[Stored data entries]
——

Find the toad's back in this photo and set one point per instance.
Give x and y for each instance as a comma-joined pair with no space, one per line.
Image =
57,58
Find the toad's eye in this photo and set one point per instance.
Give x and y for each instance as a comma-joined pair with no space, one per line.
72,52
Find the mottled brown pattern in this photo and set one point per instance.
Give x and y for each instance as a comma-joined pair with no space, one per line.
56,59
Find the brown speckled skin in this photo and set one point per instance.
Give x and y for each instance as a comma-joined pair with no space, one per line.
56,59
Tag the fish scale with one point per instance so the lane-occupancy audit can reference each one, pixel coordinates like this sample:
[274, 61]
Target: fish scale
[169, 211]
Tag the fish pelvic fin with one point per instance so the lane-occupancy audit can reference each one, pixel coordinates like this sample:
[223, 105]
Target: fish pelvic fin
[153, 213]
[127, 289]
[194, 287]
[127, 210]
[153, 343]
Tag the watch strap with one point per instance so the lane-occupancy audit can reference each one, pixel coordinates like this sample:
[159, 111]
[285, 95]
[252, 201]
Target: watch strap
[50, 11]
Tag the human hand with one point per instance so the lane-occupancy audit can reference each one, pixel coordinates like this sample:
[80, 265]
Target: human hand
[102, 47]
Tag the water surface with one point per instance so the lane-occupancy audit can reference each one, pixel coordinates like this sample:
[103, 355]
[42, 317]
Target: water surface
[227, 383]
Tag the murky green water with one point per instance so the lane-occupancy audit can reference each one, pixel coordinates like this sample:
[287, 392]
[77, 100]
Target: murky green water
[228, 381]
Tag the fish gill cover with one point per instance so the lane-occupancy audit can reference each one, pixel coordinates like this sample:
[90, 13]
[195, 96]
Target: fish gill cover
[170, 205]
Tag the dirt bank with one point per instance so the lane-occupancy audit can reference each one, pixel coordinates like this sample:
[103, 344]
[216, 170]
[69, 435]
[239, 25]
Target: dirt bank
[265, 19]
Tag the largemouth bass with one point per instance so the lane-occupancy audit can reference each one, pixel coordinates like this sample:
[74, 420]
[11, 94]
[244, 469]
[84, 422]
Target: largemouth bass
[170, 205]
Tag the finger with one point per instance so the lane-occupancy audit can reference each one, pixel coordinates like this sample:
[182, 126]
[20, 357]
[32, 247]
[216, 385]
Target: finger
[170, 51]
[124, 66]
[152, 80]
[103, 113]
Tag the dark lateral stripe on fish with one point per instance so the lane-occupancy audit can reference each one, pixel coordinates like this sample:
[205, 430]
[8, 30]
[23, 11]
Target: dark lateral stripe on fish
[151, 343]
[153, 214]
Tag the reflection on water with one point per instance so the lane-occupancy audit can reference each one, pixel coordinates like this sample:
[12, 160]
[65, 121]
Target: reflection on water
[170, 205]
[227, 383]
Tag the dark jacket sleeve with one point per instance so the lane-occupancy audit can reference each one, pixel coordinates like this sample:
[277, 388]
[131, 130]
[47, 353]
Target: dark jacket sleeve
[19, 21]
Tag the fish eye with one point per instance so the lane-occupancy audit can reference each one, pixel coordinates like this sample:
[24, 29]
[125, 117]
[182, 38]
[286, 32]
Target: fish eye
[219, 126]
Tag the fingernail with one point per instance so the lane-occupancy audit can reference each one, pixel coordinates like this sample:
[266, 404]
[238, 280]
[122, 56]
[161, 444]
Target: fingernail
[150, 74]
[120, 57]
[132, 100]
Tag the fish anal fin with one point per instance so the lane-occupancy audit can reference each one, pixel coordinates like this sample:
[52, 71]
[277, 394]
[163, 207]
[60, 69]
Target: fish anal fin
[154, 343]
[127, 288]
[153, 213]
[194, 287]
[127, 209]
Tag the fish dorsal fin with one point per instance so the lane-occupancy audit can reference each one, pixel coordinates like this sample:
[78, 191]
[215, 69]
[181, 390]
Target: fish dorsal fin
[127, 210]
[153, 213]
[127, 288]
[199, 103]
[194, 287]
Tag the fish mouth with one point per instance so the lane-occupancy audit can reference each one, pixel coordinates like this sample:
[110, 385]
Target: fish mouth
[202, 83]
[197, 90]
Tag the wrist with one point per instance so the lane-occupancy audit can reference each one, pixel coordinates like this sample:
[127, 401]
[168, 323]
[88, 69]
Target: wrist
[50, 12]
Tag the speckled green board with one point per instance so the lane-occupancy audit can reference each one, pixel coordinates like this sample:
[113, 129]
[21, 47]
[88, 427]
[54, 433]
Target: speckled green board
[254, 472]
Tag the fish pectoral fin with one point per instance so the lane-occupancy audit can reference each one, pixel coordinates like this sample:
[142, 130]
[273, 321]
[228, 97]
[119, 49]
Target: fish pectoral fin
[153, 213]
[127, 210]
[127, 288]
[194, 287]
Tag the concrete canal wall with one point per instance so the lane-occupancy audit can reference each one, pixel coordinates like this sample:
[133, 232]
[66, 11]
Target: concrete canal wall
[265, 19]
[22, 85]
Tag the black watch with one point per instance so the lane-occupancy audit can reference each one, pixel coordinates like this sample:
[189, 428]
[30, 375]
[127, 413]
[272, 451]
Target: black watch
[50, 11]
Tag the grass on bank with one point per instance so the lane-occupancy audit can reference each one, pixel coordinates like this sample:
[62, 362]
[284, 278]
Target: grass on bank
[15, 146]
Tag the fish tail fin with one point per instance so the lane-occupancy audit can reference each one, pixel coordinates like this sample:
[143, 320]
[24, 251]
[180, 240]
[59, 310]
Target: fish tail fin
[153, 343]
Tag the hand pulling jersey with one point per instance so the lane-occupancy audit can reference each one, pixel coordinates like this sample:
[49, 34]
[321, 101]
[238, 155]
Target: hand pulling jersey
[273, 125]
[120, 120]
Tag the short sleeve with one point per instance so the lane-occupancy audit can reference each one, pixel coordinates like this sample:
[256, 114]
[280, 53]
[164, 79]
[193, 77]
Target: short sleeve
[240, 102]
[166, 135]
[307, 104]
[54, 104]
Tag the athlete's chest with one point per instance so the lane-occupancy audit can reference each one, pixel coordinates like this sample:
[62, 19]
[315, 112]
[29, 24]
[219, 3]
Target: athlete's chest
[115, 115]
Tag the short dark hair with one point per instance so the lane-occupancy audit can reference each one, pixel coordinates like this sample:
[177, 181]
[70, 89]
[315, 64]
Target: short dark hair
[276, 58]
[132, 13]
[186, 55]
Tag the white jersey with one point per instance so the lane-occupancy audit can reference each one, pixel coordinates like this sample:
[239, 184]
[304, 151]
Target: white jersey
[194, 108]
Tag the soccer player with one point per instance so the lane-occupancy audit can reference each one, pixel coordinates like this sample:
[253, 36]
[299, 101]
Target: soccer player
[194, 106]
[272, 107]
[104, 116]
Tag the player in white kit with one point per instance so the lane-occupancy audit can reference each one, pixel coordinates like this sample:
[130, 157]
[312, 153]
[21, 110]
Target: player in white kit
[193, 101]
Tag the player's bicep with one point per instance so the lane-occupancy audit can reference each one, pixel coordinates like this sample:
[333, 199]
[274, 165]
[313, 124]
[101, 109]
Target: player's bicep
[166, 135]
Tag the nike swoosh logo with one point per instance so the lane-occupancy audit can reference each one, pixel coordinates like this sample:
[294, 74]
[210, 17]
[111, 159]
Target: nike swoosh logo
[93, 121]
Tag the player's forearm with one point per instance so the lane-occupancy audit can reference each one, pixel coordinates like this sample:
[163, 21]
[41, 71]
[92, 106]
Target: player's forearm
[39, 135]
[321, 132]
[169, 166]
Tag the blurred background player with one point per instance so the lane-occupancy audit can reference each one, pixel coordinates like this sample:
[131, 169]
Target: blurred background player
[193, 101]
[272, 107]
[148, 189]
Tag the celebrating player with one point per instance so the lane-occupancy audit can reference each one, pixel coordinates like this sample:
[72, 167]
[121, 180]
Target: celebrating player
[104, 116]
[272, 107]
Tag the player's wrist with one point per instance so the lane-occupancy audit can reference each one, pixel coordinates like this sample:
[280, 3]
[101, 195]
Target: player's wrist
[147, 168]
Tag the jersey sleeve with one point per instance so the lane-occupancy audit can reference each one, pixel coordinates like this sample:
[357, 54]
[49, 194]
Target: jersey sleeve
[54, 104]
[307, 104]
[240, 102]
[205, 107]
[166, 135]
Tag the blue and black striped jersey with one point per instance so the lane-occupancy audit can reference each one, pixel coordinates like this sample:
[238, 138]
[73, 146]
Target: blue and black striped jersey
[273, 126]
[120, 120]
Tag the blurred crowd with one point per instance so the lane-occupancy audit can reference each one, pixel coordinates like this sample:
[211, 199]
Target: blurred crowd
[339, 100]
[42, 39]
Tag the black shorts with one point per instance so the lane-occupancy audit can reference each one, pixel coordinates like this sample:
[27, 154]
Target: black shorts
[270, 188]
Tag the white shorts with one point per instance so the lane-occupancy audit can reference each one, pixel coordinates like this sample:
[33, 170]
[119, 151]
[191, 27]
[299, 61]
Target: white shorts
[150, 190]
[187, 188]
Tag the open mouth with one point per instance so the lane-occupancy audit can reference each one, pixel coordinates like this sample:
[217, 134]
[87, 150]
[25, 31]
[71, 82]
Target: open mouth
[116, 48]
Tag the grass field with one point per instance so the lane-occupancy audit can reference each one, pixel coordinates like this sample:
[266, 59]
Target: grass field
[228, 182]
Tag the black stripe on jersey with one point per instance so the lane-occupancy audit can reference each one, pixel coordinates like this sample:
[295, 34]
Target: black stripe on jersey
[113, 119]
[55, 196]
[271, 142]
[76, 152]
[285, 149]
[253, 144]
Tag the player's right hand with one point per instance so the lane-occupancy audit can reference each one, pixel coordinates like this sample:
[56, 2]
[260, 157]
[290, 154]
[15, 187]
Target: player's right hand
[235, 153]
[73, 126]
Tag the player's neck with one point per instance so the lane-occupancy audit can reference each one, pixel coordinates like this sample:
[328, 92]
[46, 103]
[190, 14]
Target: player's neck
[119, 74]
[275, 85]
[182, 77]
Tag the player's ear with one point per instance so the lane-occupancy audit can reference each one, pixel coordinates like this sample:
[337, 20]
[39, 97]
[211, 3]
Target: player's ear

——

> _Problem to work on_
Please filter the data down to the lines containing the word "photo".

> _Output of the exercise_
Find the toad's back in this photo and set one point per instance.
Find the toad's eye in this photo and set one point per instance.
Find the mottled brown pattern in this photo and set one point per instance.
Find the brown speckled skin in this photo and set one point per instance.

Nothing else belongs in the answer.